SOURCE EXTRACT
On this turquoise blue Arizona afternoon, Shawon Dunston tapped his bat on the plate in the batting cage and once again planted his feet in the box. Behind the cage, bending forward as if over a lectern, Chicago Cub manager Jim Frey barked out game situations before every pitch.
"Man on third, one out," said Frey. "Get a ball you can hit straight away."
Thwack! A line drive sliced up the middle. "Perfect!" said Frey. "Attaboy!"
Dunston reset. "Man on second, no out."
Thwack! A low bouncer scurried between third and short. "Base hit," said Frey. "Don't try to hit it hard. Base-hit strokes. No overkill. Hands back. Drive through the ball."
Dunston nodded. "Man on first, one out," said Frey, pointing to the right side. "Can you hit it in that hole over there?"
Thwack! The ball jumped to the mound, an easy out to the pitcher. "Try again," said Frey. "Wait a little longer."

WHAT NEEDS TO BE DONE
Carry on the batting-practice story about Shawon Dunston and Jim Frey, starting right after its last line.

DATASET
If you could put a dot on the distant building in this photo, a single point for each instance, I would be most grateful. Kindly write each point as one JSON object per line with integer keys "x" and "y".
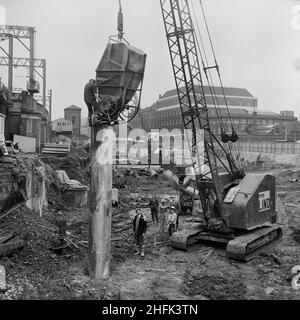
{"x": 73, "y": 114}
{"x": 85, "y": 128}
{"x": 246, "y": 118}
{"x": 61, "y": 129}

ANSWER BELOW
It was March 20, the first day of spring and the day before his 22nd birthday, and Shawon Donnell Dunston appeared to be carrying the weight of the world on his shoulders. On closer inspection, it turned out merely to be his head, but that can be no small thing when you are a phenom, the phenom of spring training 1985. Dunston runs like a thoroughbred, swings live wood, has a cannon for an arm, and just about everyone figures he will be the Cubs' star shortstop into the 21st century.
"He's just your average budding 22-year-old superstar," says his minor league roommate, third baseman Tony Woods.
But now, three weeks into spring training, the bloom was off the bud. Dunston had just gone 0 for 5 against the Milwaukee Brewers, killing rallies in the seventh and eighth innings. Stopping dead behind first base, he bent forward 90 degrees at the waist and stared straight at the ground, for some 20 seconds, like a man studying his image in a reflecting pool, which in a way he was. He was thinking: "It's over. Now relax. Be patient. Concentrate."